>>>>>
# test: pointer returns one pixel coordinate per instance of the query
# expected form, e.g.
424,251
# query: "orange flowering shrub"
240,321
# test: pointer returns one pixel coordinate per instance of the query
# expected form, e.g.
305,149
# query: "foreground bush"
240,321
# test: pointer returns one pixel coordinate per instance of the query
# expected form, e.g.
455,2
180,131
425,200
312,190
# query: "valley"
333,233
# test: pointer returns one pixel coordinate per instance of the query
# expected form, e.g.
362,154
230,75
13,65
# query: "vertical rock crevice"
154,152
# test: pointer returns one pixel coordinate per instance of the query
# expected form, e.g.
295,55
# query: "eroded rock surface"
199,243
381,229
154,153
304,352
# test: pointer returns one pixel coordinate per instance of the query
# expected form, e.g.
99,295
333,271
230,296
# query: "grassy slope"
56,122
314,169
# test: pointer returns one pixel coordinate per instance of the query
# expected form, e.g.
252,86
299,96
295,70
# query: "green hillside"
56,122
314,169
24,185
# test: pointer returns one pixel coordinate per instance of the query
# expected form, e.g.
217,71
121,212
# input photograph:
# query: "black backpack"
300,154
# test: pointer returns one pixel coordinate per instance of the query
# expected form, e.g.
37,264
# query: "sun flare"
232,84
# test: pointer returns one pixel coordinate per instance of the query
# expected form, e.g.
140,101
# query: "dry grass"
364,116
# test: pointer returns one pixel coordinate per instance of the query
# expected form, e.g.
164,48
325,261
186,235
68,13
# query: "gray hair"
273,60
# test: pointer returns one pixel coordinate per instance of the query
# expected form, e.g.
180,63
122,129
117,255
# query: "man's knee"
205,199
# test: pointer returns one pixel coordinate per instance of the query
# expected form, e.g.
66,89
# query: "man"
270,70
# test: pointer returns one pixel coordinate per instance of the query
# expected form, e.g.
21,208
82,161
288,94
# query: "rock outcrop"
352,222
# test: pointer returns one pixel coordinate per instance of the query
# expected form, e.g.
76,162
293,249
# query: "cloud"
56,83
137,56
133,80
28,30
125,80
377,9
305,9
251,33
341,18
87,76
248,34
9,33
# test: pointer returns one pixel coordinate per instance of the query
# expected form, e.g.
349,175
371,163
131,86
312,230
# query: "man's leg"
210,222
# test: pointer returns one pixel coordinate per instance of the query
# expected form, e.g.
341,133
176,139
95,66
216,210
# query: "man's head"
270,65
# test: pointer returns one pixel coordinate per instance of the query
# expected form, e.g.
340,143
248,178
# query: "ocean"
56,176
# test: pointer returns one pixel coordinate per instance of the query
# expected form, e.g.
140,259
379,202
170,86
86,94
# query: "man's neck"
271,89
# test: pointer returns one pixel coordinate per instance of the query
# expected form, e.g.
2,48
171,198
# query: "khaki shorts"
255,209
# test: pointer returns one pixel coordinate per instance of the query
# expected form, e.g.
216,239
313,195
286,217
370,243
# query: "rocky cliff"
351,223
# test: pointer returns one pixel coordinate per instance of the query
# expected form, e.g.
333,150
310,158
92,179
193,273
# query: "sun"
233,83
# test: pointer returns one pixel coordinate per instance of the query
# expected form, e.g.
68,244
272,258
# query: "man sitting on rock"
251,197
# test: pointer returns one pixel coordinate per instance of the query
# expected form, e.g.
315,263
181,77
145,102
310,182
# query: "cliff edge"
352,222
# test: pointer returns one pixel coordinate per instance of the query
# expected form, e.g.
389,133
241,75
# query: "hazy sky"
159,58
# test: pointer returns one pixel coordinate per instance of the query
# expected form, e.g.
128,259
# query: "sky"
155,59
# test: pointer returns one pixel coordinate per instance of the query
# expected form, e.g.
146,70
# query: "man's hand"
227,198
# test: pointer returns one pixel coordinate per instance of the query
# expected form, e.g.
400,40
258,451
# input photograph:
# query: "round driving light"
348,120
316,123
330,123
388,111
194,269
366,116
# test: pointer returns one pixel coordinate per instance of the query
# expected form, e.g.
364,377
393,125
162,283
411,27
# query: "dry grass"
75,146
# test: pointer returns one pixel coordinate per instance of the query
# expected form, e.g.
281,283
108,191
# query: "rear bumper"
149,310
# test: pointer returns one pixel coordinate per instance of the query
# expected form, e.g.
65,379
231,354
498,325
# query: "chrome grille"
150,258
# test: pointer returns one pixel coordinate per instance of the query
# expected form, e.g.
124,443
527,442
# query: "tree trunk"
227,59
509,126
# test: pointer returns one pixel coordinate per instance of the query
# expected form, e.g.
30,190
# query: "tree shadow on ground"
<<<<<
## Exercise goal:
Transcribe each of the records verbatim.

## Answer box:
# test: pointer returns one pixel coordinate per instance of the query
# expected form, e.g.
424,251
# query: "orange flowering shrub"
240,321
# test: pointer returns one pixel coordinate per instance of the query
# expected form, e.g.
305,149
# query: "foreground bush"
240,321
# test: pointer returns one pixel coordinate per instance of the query
# expected form, e.g.
455,2
180,131
425,200
312,190
# query: "valley"
333,233
# test: pointer returns one pixel coordinate per instance of the query
# expected form, e.g.
362,154
230,75
13,65
# query: "vertical rock crevice"
154,152
# test: pointer returns one pixel coordinate per instance of the query
# expected form, e.g.
295,55
# query: "eroded rock surface"
199,243
381,229
154,153
304,352
# test: pointer returns one pixel coordinate per instance of the query
# expected form, e.g.
99,295
333,271
230,296
# query: "grassy slope"
56,122
314,169
# test: pointer returns one pixel coordinate per instance of the query
# expected form, e.g.
252,86
299,96
295,70
# query: "green hillside"
56,122
314,169
24,185
# test: pointer returns one pixel coordinate per instance of the query
# expected form, e.g.
217,71
121,212
# input photograph:
# query: "black backpack"
300,154
# test: pointer returns one pixel coordinate per instance of the query
# expected form, e.g.
37,264
# query: "sun flare"
232,84
# test: pointer returns one pixel coordinate per instance of the query
# expected form, e.g.
140,101
# query: "dry grass"
364,116
# test: pointer returns one pixel coordinate per instance of the query
# expected form, e.g.
164,48
325,261
186,235
68,13
# query: "gray hair"
273,60
# test: pointer returns one pixel coordinate per instance of the query
# expected form, e.g.
180,63
122,129
117,255
# query: "man's knee"
205,199
# test: pointer returns one pixel coordinate per instance of the query
# expected form, e.g.
66,89
# query: "man"
270,70
# test: pointer returns one pixel coordinate per instance of the query
# expected form, e.g.
21,208
82,161
288,94
# query: "rock outcrop"
352,222
# test: pointer returns one pixel coordinate per instance of the query
# expected form, e.g.
76,162
293,249
# query: "cloud"
56,83
137,56
133,80
28,30
125,80
377,9
305,9
251,33
341,18
87,76
248,34
9,33
# test: pointer returns one pixel coordinate per instance of the query
# expected form, e.g.
349,175
371,163
131,86
312,230
# query: "man's leg"
210,222
# test: pointer returns one pixel coordinate per instance of the query
# expected form, e.g.
341,133
176,139
95,66
216,210
# query: "man's head"
270,65
# test: pointer returns one pixel coordinate per instance of the query
# expected form, e.g.
340,143
248,178
# query: "ocean"
56,176
# test: pointer returns one pixel coordinate per instance of the query
# expected form, e.g.
140,259
379,202
170,86
86,94
# query: "man's neck"
271,89
# test: pointer returns one pixel coordinate per instance of the query
# expected form, e.g.
2,48
171,198
# query: "khaki shorts"
255,209
# test: pointer returns one pixel coordinate per instance of the query
# expected form, e.g.
216,239
313,195
286,217
370,243
# query: "rocky cliff"
351,223
# test: pointer returns one pixel coordinate per instance of the query
# expected form, e.g.
333,150
310,158
92,179
193,273
# query: "sun"
233,83
# test: pointer returns one pixel coordinate per instance of the query
# expected form, e.g.
68,244
272,258
# query: "man sitting on rock"
251,197
# test: pointer returns one pixel coordinate per instance of the query
# expected form, e.g.
315,263
181,77
145,102
310,182
# query: "cliff edge"
352,222
# test: pointer returns one pixel coordinate per instance of the query
# expected form, e.g.
389,133
241,75
# query: "hazy sky"
159,58
# test: pointer returns one pixel coordinate per instance of the query
# expected form, e.g.
128,259
# query: "sky"
155,59
# test: pointer returns one pixel coordinate per instance of the query
# expected form, e.g.
146,70
# query: "man's hand"
227,198
# test: pointer returns one pixel coordinate per instance of the query
# expected form, e.g.
400,40
258,451
# input photograph:
# query: "round driving light"
348,120
316,123
330,123
388,111
194,269
366,116
# test: pointer returns one pixel coordinate per instance of the query
# expected form, e.g.
364,377
393,125
162,283
411,27
# query: "dry grass"
75,146
# test: pointer returns one pixel coordinate per instance of the query
# expected form, e.g.
281,283
108,191
# query: "rear bumper"
149,310
# test: pointer returns one pixel coordinate per instance of the query
# expected form, e.g.
65,379
231,354
498,325
# query: "chrome grille"
150,258
# test: pointer returns one pixel coordinate per instance of the query
# expected form, e.g.
124,443
527,442
# query: "tree trunk"
227,59
509,126
# test: pointer returns one pixel coordinate per instance of the query
# expected form, e.g.
30,190
# query: "tree shadow on ground"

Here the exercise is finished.